## Problem to solve
Please transcribe the listing below in full and word for word, without its pictures.

## Recorded information
-- begin --

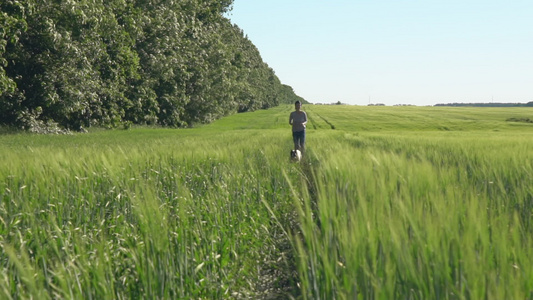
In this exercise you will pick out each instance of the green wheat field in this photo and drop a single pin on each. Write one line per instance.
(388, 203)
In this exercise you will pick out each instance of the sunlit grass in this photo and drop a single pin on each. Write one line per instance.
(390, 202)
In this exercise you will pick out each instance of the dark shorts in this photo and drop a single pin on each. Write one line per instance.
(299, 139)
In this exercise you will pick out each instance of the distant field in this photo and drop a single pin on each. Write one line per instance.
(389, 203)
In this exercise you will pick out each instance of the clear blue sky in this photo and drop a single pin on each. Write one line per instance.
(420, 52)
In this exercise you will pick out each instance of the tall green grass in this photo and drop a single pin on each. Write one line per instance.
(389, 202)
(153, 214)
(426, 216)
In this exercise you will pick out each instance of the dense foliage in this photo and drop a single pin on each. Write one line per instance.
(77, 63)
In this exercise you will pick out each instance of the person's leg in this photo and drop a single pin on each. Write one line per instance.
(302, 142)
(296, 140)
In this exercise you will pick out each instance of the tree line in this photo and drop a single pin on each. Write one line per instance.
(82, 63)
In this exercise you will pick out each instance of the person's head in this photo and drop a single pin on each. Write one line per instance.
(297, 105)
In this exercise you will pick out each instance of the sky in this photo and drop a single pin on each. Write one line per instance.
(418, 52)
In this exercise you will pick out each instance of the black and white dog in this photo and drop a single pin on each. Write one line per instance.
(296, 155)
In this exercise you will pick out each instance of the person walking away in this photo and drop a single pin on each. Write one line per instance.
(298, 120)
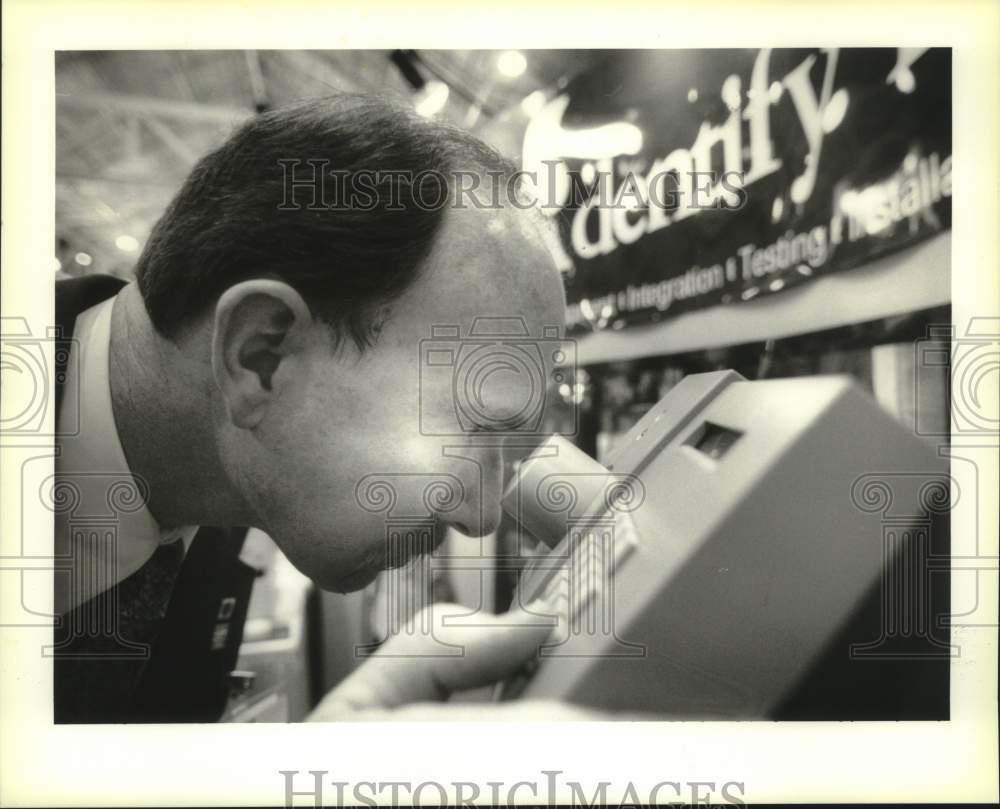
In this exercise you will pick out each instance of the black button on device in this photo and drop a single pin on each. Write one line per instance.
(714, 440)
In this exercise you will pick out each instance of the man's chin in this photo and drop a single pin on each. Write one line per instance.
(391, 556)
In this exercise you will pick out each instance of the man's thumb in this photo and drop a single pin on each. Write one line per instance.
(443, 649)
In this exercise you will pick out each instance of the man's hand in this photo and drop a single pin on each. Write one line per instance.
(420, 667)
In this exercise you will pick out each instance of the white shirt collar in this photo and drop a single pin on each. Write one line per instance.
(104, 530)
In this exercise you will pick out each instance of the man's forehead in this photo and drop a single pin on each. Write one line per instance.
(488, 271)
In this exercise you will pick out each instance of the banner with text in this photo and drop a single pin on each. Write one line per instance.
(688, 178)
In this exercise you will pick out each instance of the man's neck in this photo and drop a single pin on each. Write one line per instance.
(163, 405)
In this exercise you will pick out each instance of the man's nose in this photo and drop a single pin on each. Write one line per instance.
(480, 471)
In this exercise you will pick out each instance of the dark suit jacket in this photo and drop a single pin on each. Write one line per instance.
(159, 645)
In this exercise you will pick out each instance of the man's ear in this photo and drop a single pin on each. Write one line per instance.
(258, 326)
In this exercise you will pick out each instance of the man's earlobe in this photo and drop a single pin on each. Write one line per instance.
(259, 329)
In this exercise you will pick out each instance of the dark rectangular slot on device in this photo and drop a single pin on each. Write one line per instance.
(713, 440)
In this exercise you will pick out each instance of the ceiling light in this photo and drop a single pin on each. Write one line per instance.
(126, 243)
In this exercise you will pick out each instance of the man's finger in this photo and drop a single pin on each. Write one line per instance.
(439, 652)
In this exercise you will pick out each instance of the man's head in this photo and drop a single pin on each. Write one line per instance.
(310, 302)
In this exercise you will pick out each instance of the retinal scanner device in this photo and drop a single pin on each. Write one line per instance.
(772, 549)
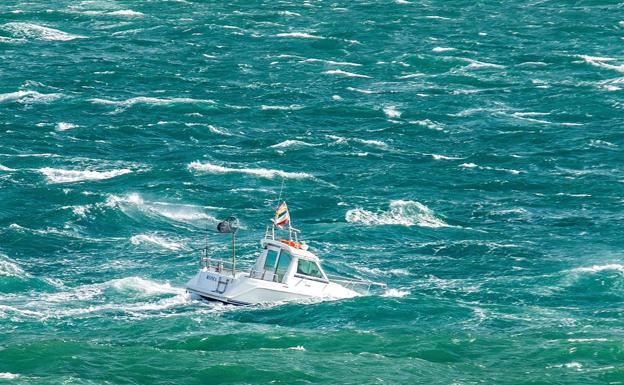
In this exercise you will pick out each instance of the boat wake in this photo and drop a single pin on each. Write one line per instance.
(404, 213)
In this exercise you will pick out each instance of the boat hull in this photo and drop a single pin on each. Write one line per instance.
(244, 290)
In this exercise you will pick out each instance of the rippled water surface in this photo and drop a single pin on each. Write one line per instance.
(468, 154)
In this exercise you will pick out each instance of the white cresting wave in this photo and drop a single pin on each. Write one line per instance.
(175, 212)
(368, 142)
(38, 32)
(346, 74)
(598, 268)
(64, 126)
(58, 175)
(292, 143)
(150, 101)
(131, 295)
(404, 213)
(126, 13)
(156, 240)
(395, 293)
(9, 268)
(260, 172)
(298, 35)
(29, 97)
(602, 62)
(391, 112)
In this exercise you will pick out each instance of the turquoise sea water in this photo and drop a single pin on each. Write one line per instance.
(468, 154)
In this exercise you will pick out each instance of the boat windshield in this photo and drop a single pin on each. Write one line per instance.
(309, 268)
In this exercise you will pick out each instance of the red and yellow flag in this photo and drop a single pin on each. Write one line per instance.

-- end --

## Exercise result
In this exercise you will pick out each instance of the green wheat field in this photo and drop a single pin on each. Write one line per instance.
(388, 203)
In this exercise you will pick out each instance of the sunlit grass in this photo and drop a single pin on each. Write one line per instance.
(390, 202)
In this exercise you will pick out each instance of the dark shorts in this photo and drop a single pin on each. Write one line per instance.
(299, 139)
In this exercise you will pick out each instance of the distant field in this photo and drop a single pin on each. Write one line per instance.
(389, 203)
In this exercise you will pick out each instance of the clear blue sky in this photo and drop a single pin on each. Write one line per instance.
(420, 52)
In this exercise you will pick out each instance of the tall green grass in this photo and drop a single pin on each. Write one line per instance.
(389, 202)
(153, 214)
(426, 216)
In this exercise you will pick out each instance of the dense foliage in this photo and drop a single pin on each. Write one line per instance.
(77, 63)
In this exercise you will pick out each instance of the person's leg in this photo and drop a single pin on each. Write one line per instance.
(302, 142)
(296, 140)
In this exercise you will pick out each instance of the tree line in this photo and drop a single pin on each. Write one line per instance.
(82, 63)
In this exercise you will pick out each instance of the person's head in this photo and drop a single pin on each. Write one line per instance.
(297, 105)
In this exercise you will pick out each instance of the sky in this photo and drop a single pin on each. Write one line per instance.
(418, 52)
In this exercise you will pick out each instance of the black and white dog in this photo and drop a single pin on each. Write one line per instance.
(296, 155)
In this exercise you will pick out each instance of the person walking away in this photo and drop a single pin on each. Write one line per instance.
(298, 120)
In this exercise you will pick out each instance of the black button on device in this photo and drop a single pin on each. Write one line per instance.
(714, 440)
In this exercise you will pick out each instance of the man's chin in this photo and drop a single pin on each. Write one line per instance.
(391, 556)
In this exercise you will pick out each instance of the man's thumb in this photo and drop a single pin on each. Write one line per instance.
(443, 649)
In this exercise you will pick out each instance of the man's hand in this photo and drop a single pin on each. Write one line per instance.
(420, 667)
In this exercise you will pick out each instance of the white shirt collar in this photo and drop a single pin on each. Write one line per instance.
(104, 530)
In this exercise you will pick out each instance of the man's forehead in this photo and drop a single pin on each. Write one line per instance.
(488, 271)
In this exercise you will pick out each instance of the banner with text in this photo and drop a single pin on each. Write one line per instance.
(688, 178)
In this exercise you will pick out each instance of the man's neck in this photo and drop a single pin on each. Write one line per instance.
(163, 405)
In this exercise you will pick out each instance of the man's nose in this photo and drop a single pin on each. Write one line per instance.
(480, 471)
In this exercise you will pick out each instance of the dark suit jacket in this photo and drop a single pin on each. Write one line per instance.
(159, 645)
In this exercise you will pick out each instance of the man's ear in this photo and drop a single pin on each. Write one line per instance.
(258, 326)
In this exercise you will pick out each instance of the man's earlobe in this photo and drop a single pin on each. Write one line per instance.
(259, 329)
In this exercise you will pick out each instance of the dark rectangular slot on device in this photo and drop a single pin on each. Write one line per instance.
(713, 440)
In this exercise you will pick out each instance of the ceiling light in this photo and drop a single pin on each. Write one line per instance.
(126, 243)
In this exercise you will pick out each instance of the man's finger in this photo and drop a single pin on each. Write one line per instance.
(439, 652)
In this exercise you will pick out each instance of the man's head in this photo and drop a single pin on each. Write one line per instance.
(310, 302)
In this exercise you will pick out each instance of the retinal scanner device in this photo and drop a single pin on each. Write one line per instance.
(772, 549)
In this exercise you will pick out each instance of the boat wake in this photo and drop a single pin on each. Write one line per instance.
(404, 213)
In this exercise you will pick out each instance of the boat hull in this photo and drop a single pin on each. Write one line per instance.
(244, 290)
In this exercise you will pick out each instance of the rippled water surface in this photo and drop a single pin on each. Write one line per instance.
(468, 154)
In this exercise you will pick out each instance of the white cresting wave in this photo and drop a single pin on each. Write one line per instance.
(175, 212)
(368, 142)
(38, 32)
(346, 74)
(598, 268)
(64, 126)
(58, 175)
(292, 143)
(150, 101)
(131, 295)
(404, 213)
(126, 13)
(156, 240)
(395, 293)
(9, 268)
(260, 172)
(298, 35)
(29, 97)
(602, 62)
(391, 112)
In this exercise you will pick out each instance of the turquoise sea water in this photo and drop a single pin on each. Write one line per instance.
(468, 154)
In this exercise you will pick out each instance of the boat windshield in this photo and drop a single pin on each. Write one line per instance.
(309, 268)
In this exercise you will pick out each instance of the red and yellow flag in this photo and drop a single pin on each. Write one line per instance.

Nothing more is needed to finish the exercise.